### 짧은 과제 A
아래 항목 가운데 "stone"라는 단어가 들어 있는 줄을 모두 뽑아내어 빠짐없이 옮겨 적으십시오.

### 주어진 글
--------------------------------

CloudEngineering (AWS)/EKS 2021. 12. 3. 11:32

AWS EKS를 사용 중에 있으니, 리소스가 부족하면 자동확장이 되는 것이 맞죠?라는 질문을 받았다.

아니다. EKS 클러스터는 클러스터 내부의 상황에 자동으로 대처해주지 않는다. 이전 글에서 노드 그룹에는 pod 수에 제한이 있다고 했다. pod 수가 초과되어 스케줄링되지 못한 상황과 클러스터에 CPU / Memory 자원이 부족하여 pending상태일 경우 이럴 때는 여분의 노드가 필요할 것이다.

Cluster Autoscaler - Amazon EKS

Cluster Autoscaler Kubernetes Cluster Autoscaler는 포드가 실패하거나 다른 노드로 다시 예약될 때 클러스터의 노드 수를 자동으로 조정합니다. Cluster Autoscaler는 일반적으로 클러스터에 배포로 설치됩니다.

docs.aws.amazon.com

이와같은 상황을 대처하는 것이 바로 ClusterAutoscaler라는 개념이다. 이는 여러 CSP를 제공하며 AWS 공식 문서는 ClusterAutoscaler를 pod가 실패하거나 다른 노드로 다시 예약될 때 클러스터의 노드 수를 자동으로 조정한다고 소개하고 있다.

사전 작업

IAM 정책

{
    "Version": "2012-10-17",
    "Statement": [
        {
            "Action": [
                "autoscaling:DescribeAutoScalingGroups",
                "autoscaling:DescribeAutoScalingInstances",
                "autoscaling:DescribeLaunchConfigurations",
                "autoscaling:DescribeTags",
                "autoscaling:SetDesiredCapacity",
                "autoscaling:TerminateInstanceInAutoScalingGroup",
                "ec2:DescribeLaunchTemplateVersions"

--------------------------------

### 짧은 과제 B
위의 EKS 자동확장에 관한 글에서 IAM 정책에 나열된 작업 중 "autoscaling:"으로 시작하는 것을 모두 적으십시오.

### 제공 데이터
--------------------------------

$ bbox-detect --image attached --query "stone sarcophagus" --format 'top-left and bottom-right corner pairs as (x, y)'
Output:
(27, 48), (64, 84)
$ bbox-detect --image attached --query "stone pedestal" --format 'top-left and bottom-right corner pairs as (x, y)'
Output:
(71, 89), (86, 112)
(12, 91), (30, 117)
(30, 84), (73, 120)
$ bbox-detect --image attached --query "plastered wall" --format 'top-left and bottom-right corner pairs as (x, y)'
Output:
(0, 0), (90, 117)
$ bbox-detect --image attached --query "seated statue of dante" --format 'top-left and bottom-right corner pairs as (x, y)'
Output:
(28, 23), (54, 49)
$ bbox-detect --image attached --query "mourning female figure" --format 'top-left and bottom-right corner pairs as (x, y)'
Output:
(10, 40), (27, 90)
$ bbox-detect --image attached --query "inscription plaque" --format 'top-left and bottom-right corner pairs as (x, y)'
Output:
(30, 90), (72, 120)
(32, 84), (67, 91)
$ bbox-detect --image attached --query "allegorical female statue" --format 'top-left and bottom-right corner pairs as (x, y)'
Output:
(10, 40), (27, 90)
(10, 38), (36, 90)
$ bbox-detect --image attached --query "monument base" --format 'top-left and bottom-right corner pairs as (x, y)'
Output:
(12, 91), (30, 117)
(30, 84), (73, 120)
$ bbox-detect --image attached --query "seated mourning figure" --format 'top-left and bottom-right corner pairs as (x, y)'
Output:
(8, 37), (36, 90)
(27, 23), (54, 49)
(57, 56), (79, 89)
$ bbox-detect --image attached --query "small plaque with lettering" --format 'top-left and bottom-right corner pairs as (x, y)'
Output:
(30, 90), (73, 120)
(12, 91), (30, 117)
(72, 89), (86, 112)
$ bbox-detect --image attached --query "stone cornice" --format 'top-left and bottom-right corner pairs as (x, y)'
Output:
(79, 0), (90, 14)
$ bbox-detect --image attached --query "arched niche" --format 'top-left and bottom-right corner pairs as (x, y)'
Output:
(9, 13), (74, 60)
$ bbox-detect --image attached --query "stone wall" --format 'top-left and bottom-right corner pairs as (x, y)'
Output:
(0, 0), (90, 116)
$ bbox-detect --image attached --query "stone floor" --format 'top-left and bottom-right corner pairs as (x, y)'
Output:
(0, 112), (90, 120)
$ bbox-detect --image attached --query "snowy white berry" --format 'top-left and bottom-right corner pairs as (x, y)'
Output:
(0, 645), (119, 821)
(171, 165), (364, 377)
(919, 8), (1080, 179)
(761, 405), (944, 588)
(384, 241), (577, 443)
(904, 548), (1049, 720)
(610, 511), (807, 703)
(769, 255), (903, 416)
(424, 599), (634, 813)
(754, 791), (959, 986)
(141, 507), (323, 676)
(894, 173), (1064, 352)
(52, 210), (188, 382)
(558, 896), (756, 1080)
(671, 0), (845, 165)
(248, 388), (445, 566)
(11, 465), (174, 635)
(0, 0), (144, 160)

--------------------------------

### 과제 답안 A
$ bbox-detect --image attached --query "stone sarcophagus" --format 'top-left and bottom-right corner pairs as (x, y)'
$ bbox-detect --image attached --query "stone pedestal" --format 'top-left and bottom-right corner pairs as (x, y)'
$ bbox-detect --image attached --query "stone cornice" --format 'top-left and bottom-right corner pairs as (x, y)'
$ bbox-detect --image attached --query "stone wall" --format 'top-left and bottom-right corner pairs as (x, y)'
$ bbox-detect --image attached --query "stone floor" --format 'top-left and bottom-right corner pairs as (x, y)'

### 과제 답안 B
autoscaling:DescribeAutoScalingGroups
autoscaling:DescribeAutoScalingInstances
autoscaling:DescribeLaunchConfigurations
autoscaling:DescribeTags
autoscaling:SetDesiredCapacity
autoscaling:TerminateInstanceInAutoScalingGroup